#### WHAT TO PRODUCE
Copy out, exactly as written, only the line containing "Question. For every instance of the distant" and the lines after it through the end of the records.

#### DATA PROVIDED
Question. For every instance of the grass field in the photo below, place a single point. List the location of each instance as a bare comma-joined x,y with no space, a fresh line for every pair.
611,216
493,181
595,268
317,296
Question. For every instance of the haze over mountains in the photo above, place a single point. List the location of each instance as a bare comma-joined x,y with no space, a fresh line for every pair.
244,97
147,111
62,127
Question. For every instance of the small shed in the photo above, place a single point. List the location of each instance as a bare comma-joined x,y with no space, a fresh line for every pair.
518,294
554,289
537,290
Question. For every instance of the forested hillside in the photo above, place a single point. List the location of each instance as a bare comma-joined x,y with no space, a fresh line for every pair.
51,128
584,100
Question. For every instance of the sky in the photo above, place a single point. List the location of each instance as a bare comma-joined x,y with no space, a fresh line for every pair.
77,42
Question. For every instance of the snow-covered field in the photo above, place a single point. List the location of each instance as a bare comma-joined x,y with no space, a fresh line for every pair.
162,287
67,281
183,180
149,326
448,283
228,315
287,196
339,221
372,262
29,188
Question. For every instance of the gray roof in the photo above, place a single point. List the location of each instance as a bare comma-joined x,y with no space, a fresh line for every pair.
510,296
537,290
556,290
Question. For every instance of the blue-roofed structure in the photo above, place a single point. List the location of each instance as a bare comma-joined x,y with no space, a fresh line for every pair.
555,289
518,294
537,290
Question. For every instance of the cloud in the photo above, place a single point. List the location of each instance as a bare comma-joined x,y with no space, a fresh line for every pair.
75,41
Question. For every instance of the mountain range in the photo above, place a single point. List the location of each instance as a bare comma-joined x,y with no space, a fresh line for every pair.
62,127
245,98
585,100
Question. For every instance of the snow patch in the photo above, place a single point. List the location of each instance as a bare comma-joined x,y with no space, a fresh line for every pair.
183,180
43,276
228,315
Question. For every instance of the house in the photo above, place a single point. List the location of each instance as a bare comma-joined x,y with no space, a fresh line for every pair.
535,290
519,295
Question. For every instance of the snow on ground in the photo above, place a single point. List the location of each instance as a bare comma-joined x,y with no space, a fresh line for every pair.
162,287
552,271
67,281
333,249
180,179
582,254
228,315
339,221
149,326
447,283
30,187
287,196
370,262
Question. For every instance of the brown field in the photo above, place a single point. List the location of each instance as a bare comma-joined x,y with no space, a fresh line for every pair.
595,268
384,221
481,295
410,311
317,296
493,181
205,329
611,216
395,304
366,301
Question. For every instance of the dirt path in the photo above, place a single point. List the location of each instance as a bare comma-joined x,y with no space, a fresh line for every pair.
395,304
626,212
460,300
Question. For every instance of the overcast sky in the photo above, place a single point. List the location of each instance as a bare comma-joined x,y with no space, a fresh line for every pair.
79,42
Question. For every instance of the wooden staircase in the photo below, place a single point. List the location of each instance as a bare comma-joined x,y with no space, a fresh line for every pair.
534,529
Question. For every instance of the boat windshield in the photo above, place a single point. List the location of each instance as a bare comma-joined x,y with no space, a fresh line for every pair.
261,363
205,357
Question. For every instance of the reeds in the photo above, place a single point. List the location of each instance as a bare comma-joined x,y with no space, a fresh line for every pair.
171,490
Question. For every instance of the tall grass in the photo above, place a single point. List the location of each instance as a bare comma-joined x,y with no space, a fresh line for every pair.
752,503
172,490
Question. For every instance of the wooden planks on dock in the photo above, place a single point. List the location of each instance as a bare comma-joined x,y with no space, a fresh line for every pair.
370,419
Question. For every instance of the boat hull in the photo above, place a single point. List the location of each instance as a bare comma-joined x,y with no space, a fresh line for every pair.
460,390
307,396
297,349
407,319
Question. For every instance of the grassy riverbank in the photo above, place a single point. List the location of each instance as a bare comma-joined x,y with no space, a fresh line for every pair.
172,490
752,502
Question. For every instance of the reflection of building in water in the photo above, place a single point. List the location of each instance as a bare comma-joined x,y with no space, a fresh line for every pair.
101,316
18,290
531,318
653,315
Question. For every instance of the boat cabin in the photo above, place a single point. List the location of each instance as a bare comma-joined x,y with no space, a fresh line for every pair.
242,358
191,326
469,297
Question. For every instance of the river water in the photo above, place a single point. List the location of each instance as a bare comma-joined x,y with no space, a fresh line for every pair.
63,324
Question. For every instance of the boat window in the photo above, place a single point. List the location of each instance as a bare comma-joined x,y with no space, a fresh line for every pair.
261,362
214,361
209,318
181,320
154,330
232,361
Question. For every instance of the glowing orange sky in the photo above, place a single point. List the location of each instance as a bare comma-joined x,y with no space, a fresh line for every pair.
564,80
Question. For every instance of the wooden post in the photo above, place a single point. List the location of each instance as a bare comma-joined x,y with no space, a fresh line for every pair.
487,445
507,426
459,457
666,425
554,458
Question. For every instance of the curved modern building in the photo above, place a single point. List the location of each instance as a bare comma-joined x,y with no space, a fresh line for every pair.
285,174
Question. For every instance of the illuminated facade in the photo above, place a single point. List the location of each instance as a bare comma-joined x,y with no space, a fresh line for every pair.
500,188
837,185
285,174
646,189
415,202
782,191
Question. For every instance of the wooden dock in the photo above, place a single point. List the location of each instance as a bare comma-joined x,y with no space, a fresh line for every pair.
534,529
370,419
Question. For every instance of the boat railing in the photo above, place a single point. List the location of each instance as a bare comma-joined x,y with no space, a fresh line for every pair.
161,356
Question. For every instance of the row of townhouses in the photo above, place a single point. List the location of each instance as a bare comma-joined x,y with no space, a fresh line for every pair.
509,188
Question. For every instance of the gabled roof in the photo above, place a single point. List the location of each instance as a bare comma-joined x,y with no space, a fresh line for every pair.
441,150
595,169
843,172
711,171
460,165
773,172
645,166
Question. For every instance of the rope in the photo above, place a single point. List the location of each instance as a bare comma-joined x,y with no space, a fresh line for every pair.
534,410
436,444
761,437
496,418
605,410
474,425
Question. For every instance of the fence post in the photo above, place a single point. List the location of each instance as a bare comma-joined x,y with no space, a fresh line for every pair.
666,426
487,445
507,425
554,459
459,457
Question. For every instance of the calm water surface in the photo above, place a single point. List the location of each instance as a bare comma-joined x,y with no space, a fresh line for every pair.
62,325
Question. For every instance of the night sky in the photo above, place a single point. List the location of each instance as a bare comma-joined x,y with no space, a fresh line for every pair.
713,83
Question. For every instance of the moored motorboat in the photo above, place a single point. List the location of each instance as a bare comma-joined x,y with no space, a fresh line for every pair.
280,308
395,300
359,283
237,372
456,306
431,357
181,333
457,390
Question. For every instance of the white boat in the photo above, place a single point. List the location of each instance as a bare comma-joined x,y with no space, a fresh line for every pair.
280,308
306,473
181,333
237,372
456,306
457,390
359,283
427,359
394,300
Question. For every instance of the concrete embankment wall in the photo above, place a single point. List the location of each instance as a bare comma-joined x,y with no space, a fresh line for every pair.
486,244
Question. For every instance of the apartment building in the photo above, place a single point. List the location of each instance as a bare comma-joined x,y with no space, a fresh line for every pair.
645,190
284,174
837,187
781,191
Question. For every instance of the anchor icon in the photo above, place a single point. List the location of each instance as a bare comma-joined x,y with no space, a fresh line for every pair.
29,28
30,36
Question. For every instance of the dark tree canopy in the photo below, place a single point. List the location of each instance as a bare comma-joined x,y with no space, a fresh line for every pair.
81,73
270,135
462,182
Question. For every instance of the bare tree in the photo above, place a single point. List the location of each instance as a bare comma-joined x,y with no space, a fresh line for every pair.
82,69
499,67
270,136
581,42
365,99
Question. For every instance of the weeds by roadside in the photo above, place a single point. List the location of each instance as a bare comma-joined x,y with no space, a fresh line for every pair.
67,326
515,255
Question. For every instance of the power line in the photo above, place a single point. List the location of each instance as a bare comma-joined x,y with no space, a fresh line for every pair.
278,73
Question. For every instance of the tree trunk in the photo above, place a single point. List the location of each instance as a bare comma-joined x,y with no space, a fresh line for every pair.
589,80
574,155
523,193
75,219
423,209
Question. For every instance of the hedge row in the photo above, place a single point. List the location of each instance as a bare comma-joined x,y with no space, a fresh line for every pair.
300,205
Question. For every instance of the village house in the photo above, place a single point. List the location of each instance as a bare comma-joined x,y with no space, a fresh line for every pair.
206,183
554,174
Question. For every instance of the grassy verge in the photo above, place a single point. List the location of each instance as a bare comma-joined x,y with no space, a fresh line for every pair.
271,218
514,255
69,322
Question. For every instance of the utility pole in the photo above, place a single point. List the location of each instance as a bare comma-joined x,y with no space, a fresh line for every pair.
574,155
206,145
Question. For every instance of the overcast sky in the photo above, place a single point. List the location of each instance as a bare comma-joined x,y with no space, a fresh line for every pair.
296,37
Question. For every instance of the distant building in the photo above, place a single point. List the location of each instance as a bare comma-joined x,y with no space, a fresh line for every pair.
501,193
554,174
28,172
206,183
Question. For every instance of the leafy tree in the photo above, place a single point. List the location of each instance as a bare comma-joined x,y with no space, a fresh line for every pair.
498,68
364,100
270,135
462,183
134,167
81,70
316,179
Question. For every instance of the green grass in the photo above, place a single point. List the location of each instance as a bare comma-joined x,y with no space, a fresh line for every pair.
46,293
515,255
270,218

#### EXERCISE OUTPUT
Question. For every instance of the distant building in the photo above, place a single point. List the location of each instance as a bare comma-joined x,y with no space, a fresh line for every pair.
501,193
554,174
28,172
206,183
Question. For every instance of the leafy tree in the photo above, place a single point. List the location of each instance as a bare comma-joined x,y with no space, a fresh line for every pair.
498,68
364,100
270,135
462,183
134,167
81,70
316,179
Question. For every instance of the green grass in the photo above, place a single point. List the location of each instance as a bare comma-joined x,y with no space, a fresh line for every pair.
46,293
515,255
270,218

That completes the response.